Your instructions: Carry every line of the records below over to your reply, requests included, adding 75 to each bounding box coordinate in the answers.

(Collected data entries)
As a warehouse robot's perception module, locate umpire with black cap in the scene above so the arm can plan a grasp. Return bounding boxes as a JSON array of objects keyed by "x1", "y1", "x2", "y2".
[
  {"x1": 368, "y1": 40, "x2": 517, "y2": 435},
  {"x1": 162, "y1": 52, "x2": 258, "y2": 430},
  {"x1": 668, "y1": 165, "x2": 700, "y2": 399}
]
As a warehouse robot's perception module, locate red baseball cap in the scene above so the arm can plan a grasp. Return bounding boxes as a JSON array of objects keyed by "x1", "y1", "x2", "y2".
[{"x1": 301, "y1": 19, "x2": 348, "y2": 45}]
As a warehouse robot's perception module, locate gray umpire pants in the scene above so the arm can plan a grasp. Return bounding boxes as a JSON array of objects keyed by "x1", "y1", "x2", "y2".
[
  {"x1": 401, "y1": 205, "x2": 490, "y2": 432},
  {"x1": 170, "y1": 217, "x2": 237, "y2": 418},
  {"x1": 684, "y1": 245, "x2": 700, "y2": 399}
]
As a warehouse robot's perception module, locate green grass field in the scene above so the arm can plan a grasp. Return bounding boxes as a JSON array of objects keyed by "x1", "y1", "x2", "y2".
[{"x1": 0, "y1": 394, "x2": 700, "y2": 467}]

Solution to the exercise:
As a warehouse robot's perception module, locate umpire with black cap in the scene above so the arm can plan a grasp. Return bounding boxes as a JSON array of objects keyed by "x1", "y1", "x2", "y2".
[
  {"x1": 443, "y1": 115, "x2": 592, "y2": 510},
  {"x1": 237, "y1": 127, "x2": 333, "y2": 505},
  {"x1": 743, "y1": 240, "x2": 775, "y2": 474}
]
As a warehouse robot's perception module, locate red baseball cap in the scene above so the arm can plan a grasp. Return bounding boxes as a JSON array of objects keyed by "x1", "y1", "x2", "y2".
[{"x1": 376, "y1": 94, "x2": 423, "y2": 120}]
As a warehouse robot's perception module, locate gray umpire pants in the scene above so the arm can plan a grasp. Return bounding boxes as a JSON array of objects keyed by "x1", "y1", "x2", "y2".
[
  {"x1": 476, "y1": 280, "x2": 565, "y2": 507},
  {"x1": 245, "y1": 292, "x2": 312, "y2": 493},
  {"x1": 759, "y1": 320, "x2": 775, "y2": 474}
]
As a warehouse robot's perception module, locate green grass field in the scene above so the arm can plan a grasp. Return bounding boxes as a JSON array of objects keyed by "x1", "y1", "x2", "y2".
[{"x1": 75, "y1": 469, "x2": 775, "y2": 542}]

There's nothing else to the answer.